* _YOUR GOAL_
Render every line of the listing below as a Markdown table with columns No. and Line, numbering the rows and skipping blank lines. Omit the pictures from the table.

Object detection data
--- START ---

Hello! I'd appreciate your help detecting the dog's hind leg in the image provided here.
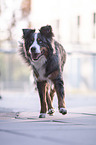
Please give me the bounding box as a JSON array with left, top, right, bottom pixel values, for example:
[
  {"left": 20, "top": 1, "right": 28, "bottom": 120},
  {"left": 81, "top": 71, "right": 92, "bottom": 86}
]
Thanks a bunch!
[
  {"left": 37, "top": 81, "right": 47, "bottom": 118},
  {"left": 46, "top": 83, "right": 55, "bottom": 115}
]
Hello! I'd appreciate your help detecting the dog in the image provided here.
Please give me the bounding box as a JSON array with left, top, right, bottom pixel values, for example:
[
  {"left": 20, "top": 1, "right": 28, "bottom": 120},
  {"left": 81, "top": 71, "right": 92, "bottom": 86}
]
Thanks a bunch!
[{"left": 20, "top": 25, "right": 67, "bottom": 118}]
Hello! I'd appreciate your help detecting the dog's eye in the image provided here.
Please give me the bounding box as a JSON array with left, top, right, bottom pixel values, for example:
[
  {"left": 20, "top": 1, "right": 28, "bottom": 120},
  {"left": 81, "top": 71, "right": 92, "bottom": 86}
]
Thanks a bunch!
[{"left": 38, "top": 38, "right": 43, "bottom": 44}]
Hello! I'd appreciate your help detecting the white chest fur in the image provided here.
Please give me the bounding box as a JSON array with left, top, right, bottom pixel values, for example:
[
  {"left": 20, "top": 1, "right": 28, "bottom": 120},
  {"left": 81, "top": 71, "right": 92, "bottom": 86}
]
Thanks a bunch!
[{"left": 32, "top": 55, "right": 46, "bottom": 80}]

--- END ---

* _CORRECT RESULT_
| No. | Line |
|---|---|
| 1 | Hello! I'd appreciate your help detecting the dog's hind leg in the image provided here. |
| 2 | Please give me the bounding box as a JSON array with left, top, right, bottom pixel values, for example: |
| 3 | [ |
| 4 |   {"left": 20, "top": 1, "right": 28, "bottom": 120}, |
| 5 |   {"left": 81, "top": 71, "right": 92, "bottom": 86} |
| 6 | ] |
| 7 | Thanks a bunch! |
| 8 | [ |
| 9 |   {"left": 37, "top": 81, "right": 47, "bottom": 118}, |
| 10 |   {"left": 46, "top": 83, "right": 55, "bottom": 115} |
| 11 | ] |
| 12 | Hello! I'd appreciate your help detecting the dog in the image provided here. |
| 13 | Please give me the bounding box as a JSON array with left, top, right, bottom pixel values, for example: |
| 14 | [ |
| 15 |   {"left": 20, "top": 1, "right": 28, "bottom": 120}, |
| 16 |   {"left": 81, "top": 71, "right": 92, "bottom": 86} |
| 17 | ] |
| 18 | Thanks a bunch! |
| 19 | [{"left": 20, "top": 25, "right": 67, "bottom": 118}] |
| 20 | Hello! I'd appreciate your help detecting the dog's eye in the image provided here. |
| 21 | Please give me the bounding box as a JSON array with left, top, right, bottom pixel values, for example: |
| 22 | [ |
| 23 |   {"left": 20, "top": 1, "right": 28, "bottom": 120}, |
| 24 |   {"left": 81, "top": 71, "right": 92, "bottom": 86} |
| 25 | ] |
| 26 | Thanks a bunch! |
| 27 | [{"left": 38, "top": 38, "right": 43, "bottom": 44}] |
| 28 | Hello! I'd appreciate your help detecting the white chest fur in the image provided here. |
| 29 | Please give me the bounding box as a JSON array with left, top, right, bottom pixel values, for example: |
| 30 | [ |
| 31 |   {"left": 20, "top": 1, "right": 28, "bottom": 120}, |
| 32 |   {"left": 81, "top": 71, "right": 92, "bottom": 86} |
| 33 | ] |
| 34 | Thanks a bunch! |
| 35 | [{"left": 32, "top": 55, "right": 46, "bottom": 80}] |